▶ [Source document]
<<<<
Increased emphasis on strict glycaemic control of insulin dependent diabetes mellitus (IDDM) in young patients may be expected to cause increases in rates of significant hypoglycaemia. To evaluate whether this is the case for a large population based sample of IDDM children and adolescents rates of severe (coma, convulsion) and moderate (requiring assistance for treatment) hypoglycaemia were studied prospectively over a four year period.

 A total of 709 patients were studied yielding 2027 patient years of data (mean (SD) age: 12.3 (4.4); range 0–18 years, duration IDDM: 4.9 (3.8) years). Details of hypoglycaemia were recorded at clinic visits every three months when glycated haemoglobin (HbA1c) was also measured.
>>>>
▶ [Information supplied]
<<<<
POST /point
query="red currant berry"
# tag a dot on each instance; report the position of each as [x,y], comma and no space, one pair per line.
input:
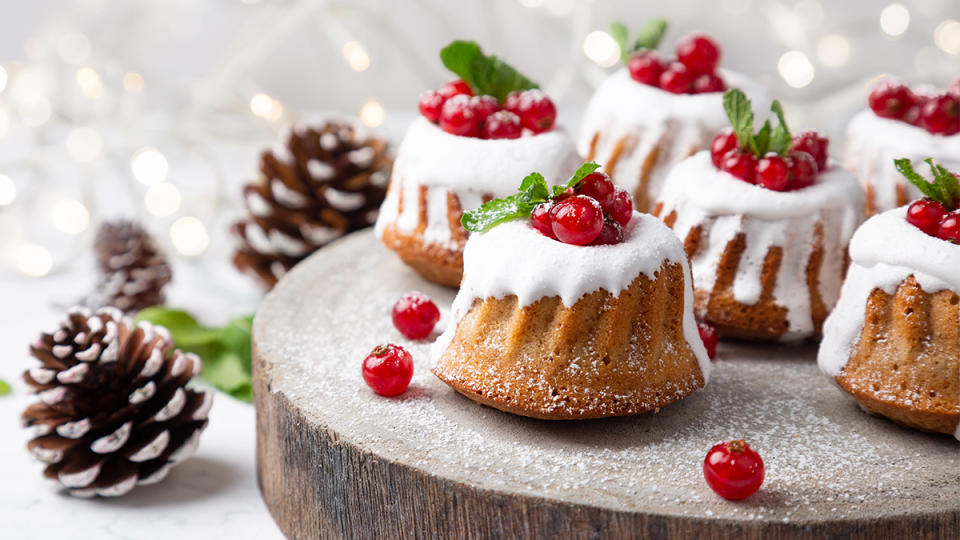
[722,143]
[534,108]
[740,164]
[598,186]
[541,219]
[803,170]
[733,470]
[699,53]
[941,115]
[708,82]
[454,88]
[387,370]
[773,172]
[415,315]
[431,105]
[891,99]
[926,215]
[812,143]
[502,125]
[676,79]
[621,209]
[577,220]
[645,67]
[458,117]
[708,334]
[950,228]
>>>>
▶ [Tasks]
(A) Answer these from the diabetes study excerpt:
(i) Over how many years was the study carried out?
(ii) How many patients were studied?
(iii) How often did clinic visits take place?
(B) Resume the diabetes study excerpt after its final sentence.

▶ [Expected responses]
(A)
(i) Four years.
(ii) 709 patients.
(iii) Every three months.

(B)
Overall the incidence of severe hypoglycaemia was 7.8 and moderate was 15.4 episodes/100 patient years. Over the four years mean (SD) clinic HbA1c steadily fell from 10.2 (1.6)% in 1992 to 8.8 (1.5)% in 1995. In parallel with this there was a dramatic increase in the rate of hypoglycaemia, especially in the fourth year of the study, when severe hypoglycaemia increased from 4.8 to 15.6 episodes/100 patient years. This increase was particularly marked in younger children (<6 years) in whom severe hypoglycaemia increased from 14.9 to 42.1 episodes/100 patient years in 1995.

It is concluded that attempts to achieve improved metabolic control must be accompanied by efforts to minimise the effects of significant hypoglycaemia, particularly in the younger age group.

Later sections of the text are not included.